Yücel KEMANDİ

Yücel KEMANDİ

Fransa’nın Doğu Akdeniz’de ne işi var?

Fransa’nın Doğu Akdeniz’de ne işi var?

Fransa’nın Doğu Akdeniz’de ne işi var sorusuna, bu yazımızla cevap aramak istiyoruz.
Aslında bu soruya “Türkiye’nin Suriye’de ne işi var? Orada burada ne işi var? Atatürk “Yurtta Sulh Dünyada Sulh” dememiş miydi diyenler cevap vermesi gerekir.
Cumhurbaşkanı Emmanuel Macron döneminde özellikle son günlerde Fransa’nın Doğu Akdeniz’e ilgisi bir kat daha arttı.
Başta Libya olmak üzere, Suriye, Lübnan ve Kıbrıs gibi bölge sorunlarıyla yakından ilgilenen Paris’in bu çerçevede kendisine Yunanistan, Güney Kıbrıs Rum Yönetimi ve Mısır gibi bölgesel aktörlerin yanında Rusya, Birleşik Arap Emirlikleri ve Suudi Arabistan gibi bölge dışı müttefikler de edindiği, darbeci General Halife Hafter ve YPG/PKK gibi illegal aktörlerle işbirliğinden çekinmediği ve zor durumda kaldıkça Avrupa Birliği’ni de oyuna dahil etmeye çalıştığı görülüyor.
Fransa’nın bu hareketleri birilerine göre; 2022 seçimleri öncesinde bir başarı hikâyesine ihtiyaç duyan Macron’un dış politikadaki hareket alanını genişletme politikası çerçevesinde Doğu Akdeniz’e büyük önem veriyor.
Birilerine göre ise Macron, Fransa’yı Almanya'nın gölgesinden kurtarmak için Libya’nın zenginliklerine yönelmişti başarıya çok yakınken Türkiye tarafından atılan adımların Libya'daki planları boşa çıkarması.
Bu teze inanır bu durum Fransız Cumhurbaşkanı’nı çok öfkelendirmiş. Onun için buralarda geziyor,
Olabilir mi?
Olabilir. Ancak mesele sadece Libya değil.
Son 100 yılı incelediğimizde farklı sebep ortaya çıkıyor.

[Nesne tespiti işaretleme kayıtları]
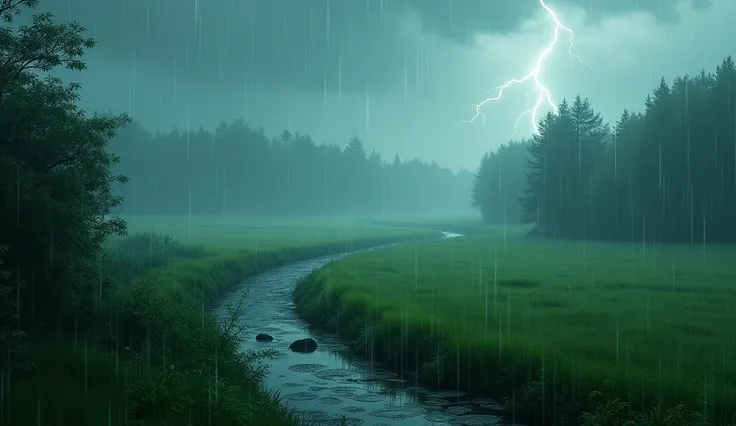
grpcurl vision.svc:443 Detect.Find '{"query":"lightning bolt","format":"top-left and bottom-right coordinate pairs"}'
top-left (461, 0), bottom-right (595, 135)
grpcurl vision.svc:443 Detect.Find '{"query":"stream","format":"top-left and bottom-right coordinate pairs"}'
top-left (214, 233), bottom-right (511, 426)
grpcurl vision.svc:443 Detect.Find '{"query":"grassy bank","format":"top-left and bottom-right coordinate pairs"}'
top-left (5, 216), bottom-right (433, 426)
top-left (295, 230), bottom-right (736, 425)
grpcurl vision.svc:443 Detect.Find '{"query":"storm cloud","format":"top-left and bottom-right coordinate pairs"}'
top-left (27, 0), bottom-right (736, 168)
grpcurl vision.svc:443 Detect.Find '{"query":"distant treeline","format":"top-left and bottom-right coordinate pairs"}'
top-left (472, 57), bottom-right (736, 244)
top-left (110, 121), bottom-right (473, 215)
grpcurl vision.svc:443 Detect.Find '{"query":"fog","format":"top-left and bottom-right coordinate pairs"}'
top-left (0, 0), bottom-right (736, 426)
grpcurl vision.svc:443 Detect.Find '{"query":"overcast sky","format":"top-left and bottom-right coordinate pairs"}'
top-left (40, 0), bottom-right (736, 173)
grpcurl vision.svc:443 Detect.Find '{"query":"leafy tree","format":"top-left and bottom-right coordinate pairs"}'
top-left (0, 0), bottom-right (127, 323)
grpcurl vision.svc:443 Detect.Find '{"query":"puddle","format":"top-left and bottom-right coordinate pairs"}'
top-left (215, 234), bottom-right (511, 426)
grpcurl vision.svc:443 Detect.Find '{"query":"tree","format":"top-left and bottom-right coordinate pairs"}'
top-left (0, 0), bottom-right (128, 328)
top-left (471, 141), bottom-right (529, 225)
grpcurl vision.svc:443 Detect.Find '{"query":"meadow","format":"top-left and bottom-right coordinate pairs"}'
top-left (7, 215), bottom-right (436, 426)
top-left (295, 228), bottom-right (736, 425)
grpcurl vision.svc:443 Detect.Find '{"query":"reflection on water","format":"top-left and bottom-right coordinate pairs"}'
top-left (215, 233), bottom-right (520, 426)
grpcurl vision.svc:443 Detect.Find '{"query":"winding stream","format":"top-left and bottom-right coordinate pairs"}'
top-left (214, 233), bottom-right (509, 426)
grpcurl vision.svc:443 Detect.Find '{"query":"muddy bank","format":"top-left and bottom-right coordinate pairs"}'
top-left (215, 234), bottom-right (520, 426)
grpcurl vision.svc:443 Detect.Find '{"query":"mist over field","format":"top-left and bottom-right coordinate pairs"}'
top-left (0, 0), bottom-right (736, 426)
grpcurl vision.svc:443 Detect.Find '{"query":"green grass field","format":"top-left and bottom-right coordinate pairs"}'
top-left (8, 215), bottom-right (435, 426)
top-left (295, 228), bottom-right (736, 424)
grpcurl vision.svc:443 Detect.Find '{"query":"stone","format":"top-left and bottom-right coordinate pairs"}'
top-left (256, 333), bottom-right (273, 342)
top-left (289, 338), bottom-right (317, 354)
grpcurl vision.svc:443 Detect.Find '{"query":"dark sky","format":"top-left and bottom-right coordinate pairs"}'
top-left (30, 0), bottom-right (736, 169)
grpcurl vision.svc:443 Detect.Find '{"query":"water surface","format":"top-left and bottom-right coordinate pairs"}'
top-left (215, 233), bottom-right (509, 426)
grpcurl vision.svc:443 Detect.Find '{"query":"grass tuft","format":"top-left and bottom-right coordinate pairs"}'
top-left (294, 232), bottom-right (736, 425)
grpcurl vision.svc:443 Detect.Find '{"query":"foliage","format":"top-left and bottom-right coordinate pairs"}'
top-left (111, 121), bottom-right (472, 216)
top-left (0, 1), bottom-right (128, 324)
top-left (471, 141), bottom-right (530, 225)
top-left (474, 57), bottom-right (736, 245)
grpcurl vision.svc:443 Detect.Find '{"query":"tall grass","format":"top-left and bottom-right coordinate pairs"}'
top-left (295, 233), bottom-right (736, 424)
top-left (0, 218), bottom-right (429, 426)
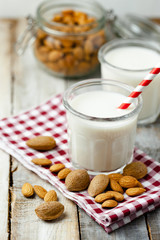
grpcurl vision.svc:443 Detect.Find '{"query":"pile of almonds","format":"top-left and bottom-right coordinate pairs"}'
top-left (25, 136), bottom-right (147, 211)
top-left (34, 9), bottom-right (106, 76)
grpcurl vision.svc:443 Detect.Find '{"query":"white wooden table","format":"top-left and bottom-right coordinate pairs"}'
top-left (0, 19), bottom-right (160, 240)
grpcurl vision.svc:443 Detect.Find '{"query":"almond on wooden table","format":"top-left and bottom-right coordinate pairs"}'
top-left (34, 185), bottom-right (47, 199)
top-left (26, 136), bottom-right (56, 151)
top-left (49, 163), bottom-right (65, 173)
top-left (35, 201), bottom-right (64, 221)
top-left (32, 158), bottom-right (52, 166)
top-left (58, 168), bottom-right (72, 180)
top-left (119, 176), bottom-right (138, 188)
top-left (44, 190), bottom-right (57, 202)
top-left (21, 183), bottom-right (34, 197)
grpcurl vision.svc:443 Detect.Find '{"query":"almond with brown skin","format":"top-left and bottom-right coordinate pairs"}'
top-left (26, 136), bottom-right (56, 151)
top-left (21, 183), bottom-right (34, 197)
top-left (34, 185), bottom-right (47, 199)
top-left (32, 158), bottom-right (52, 166)
top-left (108, 173), bottom-right (123, 182)
top-left (110, 178), bottom-right (124, 193)
top-left (49, 163), bottom-right (65, 173)
top-left (95, 191), bottom-right (124, 203)
top-left (102, 200), bottom-right (118, 208)
top-left (44, 190), bottom-right (57, 202)
top-left (58, 168), bottom-right (72, 180)
top-left (35, 201), bottom-right (64, 221)
top-left (119, 176), bottom-right (138, 188)
top-left (123, 162), bottom-right (147, 179)
top-left (88, 174), bottom-right (109, 197)
top-left (137, 181), bottom-right (144, 188)
top-left (126, 187), bottom-right (146, 197)
top-left (65, 169), bottom-right (90, 192)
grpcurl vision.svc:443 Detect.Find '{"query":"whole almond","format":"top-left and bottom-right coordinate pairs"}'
top-left (94, 192), bottom-right (113, 203)
top-left (119, 176), bottom-right (138, 188)
top-left (65, 169), bottom-right (90, 192)
top-left (35, 201), bottom-right (64, 221)
top-left (58, 168), bottom-right (72, 179)
top-left (34, 185), bottom-right (47, 199)
top-left (123, 161), bottom-right (147, 179)
top-left (44, 190), bottom-right (57, 202)
top-left (102, 200), bottom-right (118, 208)
top-left (126, 187), bottom-right (146, 197)
top-left (108, 173), bottom-right (123, 182)
top-left (95, 191), bottom-right (124, 203)
top-left (136, 181), bottom-right (144, 188)
top-left (21, 183), bottom-right (34, 197)
top-left (49, 163), bottom-right (65, 172)
top-left (26, 136), bottom-right (56, 151)
top-left (32, 158), bottom-right (52, 166)
top-left (110, 178), bottom-right (123, 193)
top-left (88, 174), bottom-right (109, 197)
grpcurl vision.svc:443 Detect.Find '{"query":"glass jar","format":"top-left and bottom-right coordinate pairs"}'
top-left (99, 38), bottom-right (160, 124)
top-left (16, 0), bottom-right (107, 77)
top-left (63, 79), bottom-right (142, 174)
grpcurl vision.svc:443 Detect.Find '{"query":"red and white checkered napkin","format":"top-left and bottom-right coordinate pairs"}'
top-left (0, 94), bottom-right (160, 233)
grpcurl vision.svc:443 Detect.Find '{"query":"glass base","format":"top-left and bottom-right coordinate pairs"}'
top-left (138, 112), bottom-right (159, 125)
top-left (71, 155), bottom-right (133, 175)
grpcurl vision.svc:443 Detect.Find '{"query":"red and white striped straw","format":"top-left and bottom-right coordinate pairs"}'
top-left (118, 63), bottom-right (160, 109)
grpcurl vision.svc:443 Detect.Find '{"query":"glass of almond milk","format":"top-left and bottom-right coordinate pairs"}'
top-left (63, 79), bottom-right (142, 174)
top-left (99, 39), bottom-right (160, 124)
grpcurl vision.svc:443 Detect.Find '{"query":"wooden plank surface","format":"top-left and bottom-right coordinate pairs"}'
top-left (11, 18), bottom-right (79, 240)
top-left (0, 17), bottom-right (160, 240)
top-left (0, 21), bottom-right (12, 239)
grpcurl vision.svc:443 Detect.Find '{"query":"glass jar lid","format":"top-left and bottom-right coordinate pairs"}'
top-left (112, 14), bottom-right (160, 40)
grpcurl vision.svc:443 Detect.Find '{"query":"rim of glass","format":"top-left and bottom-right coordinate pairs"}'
top-left (98, 38), bottom-right (160, 72)
top-left (63, 78), bottom-right (142, 122)
top-left (36, 0), bottom-right (106, 36)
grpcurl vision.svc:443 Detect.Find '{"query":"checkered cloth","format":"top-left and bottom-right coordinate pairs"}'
top-left (0, 94), bottom-right (160, 233)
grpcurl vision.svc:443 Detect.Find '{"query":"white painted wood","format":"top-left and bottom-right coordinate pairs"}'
top-left (0, 17), bottom-right (160, 240)
top-left (0, 21), bottom-right (11, 240)
top-left (11, 21), bottom-right (79, 240)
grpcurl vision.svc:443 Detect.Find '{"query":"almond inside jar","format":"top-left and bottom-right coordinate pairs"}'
top-left (34, 9), bottom-right (106, 77)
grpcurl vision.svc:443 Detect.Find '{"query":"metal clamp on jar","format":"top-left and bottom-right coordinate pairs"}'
top-left (16, 0), bottom-right (110, 77)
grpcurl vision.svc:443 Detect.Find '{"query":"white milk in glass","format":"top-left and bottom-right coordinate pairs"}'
top-left (99, 40), bottom-right (160, 123)
top-left (67, 90), bottom-right (137, 172)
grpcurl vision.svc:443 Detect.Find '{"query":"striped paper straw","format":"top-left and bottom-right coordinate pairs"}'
top-left (118, 63), bottom-right (160, 109)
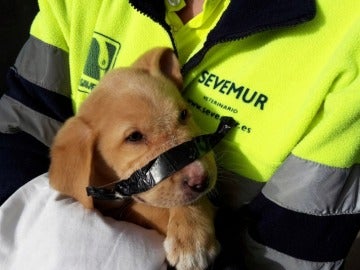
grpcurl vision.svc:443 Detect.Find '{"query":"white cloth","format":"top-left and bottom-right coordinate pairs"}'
top-left (0, 174), bottom-right (166, 270)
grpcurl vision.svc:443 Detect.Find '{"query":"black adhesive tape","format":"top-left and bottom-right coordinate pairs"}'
top-left (86, 117), bottom-right (238, 200)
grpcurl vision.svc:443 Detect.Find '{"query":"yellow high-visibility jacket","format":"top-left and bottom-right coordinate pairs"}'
top-left (0, 0), bottom-right (360, 270)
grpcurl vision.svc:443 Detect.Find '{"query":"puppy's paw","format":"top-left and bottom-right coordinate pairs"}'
top-left (164, 236), bottom-right (220, 270)
top-left (164, 203), bottom-right (220, 270)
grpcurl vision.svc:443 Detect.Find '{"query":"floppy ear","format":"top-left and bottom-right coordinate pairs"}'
top-left (49, 117), bottom-right (95, 208)
top-left (133, 47), bottom-right (183, 90)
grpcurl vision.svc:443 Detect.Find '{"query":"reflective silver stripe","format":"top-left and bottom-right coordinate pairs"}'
top-left (0, 95), bottom-right (62, 146)
top-left (244, 234), bottom-right (343, 270)
top-left (263, 155), bottom-right (360, 215)
top-left (15, 36), bottom-right (70, 97)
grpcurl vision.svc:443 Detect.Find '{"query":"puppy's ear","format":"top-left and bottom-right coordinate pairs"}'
top-left (49, 117), bottom-right (95, 208)
top-left (133, 47), bottom-right (183, 90)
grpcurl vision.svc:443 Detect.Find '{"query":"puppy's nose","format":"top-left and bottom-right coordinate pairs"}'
top-left (184, 175), bottom-right (210, 193)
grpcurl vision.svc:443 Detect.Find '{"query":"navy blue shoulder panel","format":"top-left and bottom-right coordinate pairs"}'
top-left (249, 193), bottom-right (360, 262)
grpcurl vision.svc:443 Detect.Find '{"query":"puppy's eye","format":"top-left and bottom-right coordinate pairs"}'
top-left (126, 131), bottom-right (144, 142)
top-left (179, 109), bottom-right (189, 122)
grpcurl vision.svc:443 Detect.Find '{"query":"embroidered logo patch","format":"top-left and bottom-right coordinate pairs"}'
top-left (79, 32), bottom-right (121, 93)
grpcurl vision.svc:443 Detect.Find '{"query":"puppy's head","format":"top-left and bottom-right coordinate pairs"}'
top-left (49, 48), bottom-right (216, 208)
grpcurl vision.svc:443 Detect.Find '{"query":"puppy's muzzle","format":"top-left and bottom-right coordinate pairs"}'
top-left (86, 117), bottom-right (237, 200)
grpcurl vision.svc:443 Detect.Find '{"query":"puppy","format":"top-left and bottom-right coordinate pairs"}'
top-left (49, 48), bottom-right (219, 270)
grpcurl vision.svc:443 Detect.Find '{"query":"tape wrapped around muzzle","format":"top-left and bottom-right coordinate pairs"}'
top-left (86, 117), bottom-right (237, 200)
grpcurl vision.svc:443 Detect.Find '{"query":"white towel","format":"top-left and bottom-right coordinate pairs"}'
top-left (0, 174), bottom-right (166, 270)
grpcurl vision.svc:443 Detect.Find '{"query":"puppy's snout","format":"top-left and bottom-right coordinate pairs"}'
top-left (184, 175), bottom-right (209, 193)
top-left (183, 161), bottom-right (210, 193)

> **İstenenler**
A – Lütfen listede "field" dizesini içeren her satırı bulup olduğu gibi kopyala.
B – Fransa'nın Doğu Akdeniz'e ilgisini konu alan yazıyı kaldığı yerden sürdür.

> **Nihai Sonuçlar**
A –
grpcurl vision.svc:443 Detect.Find '{"query":"mist over field","format":"top-left and bottom-right coordinate pairs"}'
grpcurl vision.svc:443 Detect.Find '{"query":"green grass field","format":"top-left and bottom-right coordinate pairs"}'

B –
Fransa Afrika’yı hep sömürdü günümüzde bile Afrika'da en az 20 ülkeyi hala sömürüyor.,
Sizde diyeceksin ki "Ama bu ülkelerin kendi bayrağı, marşı ve sınırları var. Nasıl sömürüyor?
Evet, doğru. Görünüşte öyle,
Ancak Fransa hepsine 1900’lü yılların başında "şartlı bağımsızlık" vererek sömürge metodunu değiştirmişti.
Şartlı bağımsızlık bilinmeden, ne son yüz yıl anlaşılır. Nede günümüzdeki Akdeniz’de son günlerde yaşadıklarımız anlaşılır.
Nedir bu şartlı bağımsızlık?
Fransa Cezayir'den çekilirken Cumhurbaşkanı De Gaulle: “Biz Cezayir'den çekileceğiz ama yerimize bıraktığımız yöneticilere, bizim çıkarlarımızı bizden daha iyi koruyacak” demişti. İşte tüm sır burada gizliydi.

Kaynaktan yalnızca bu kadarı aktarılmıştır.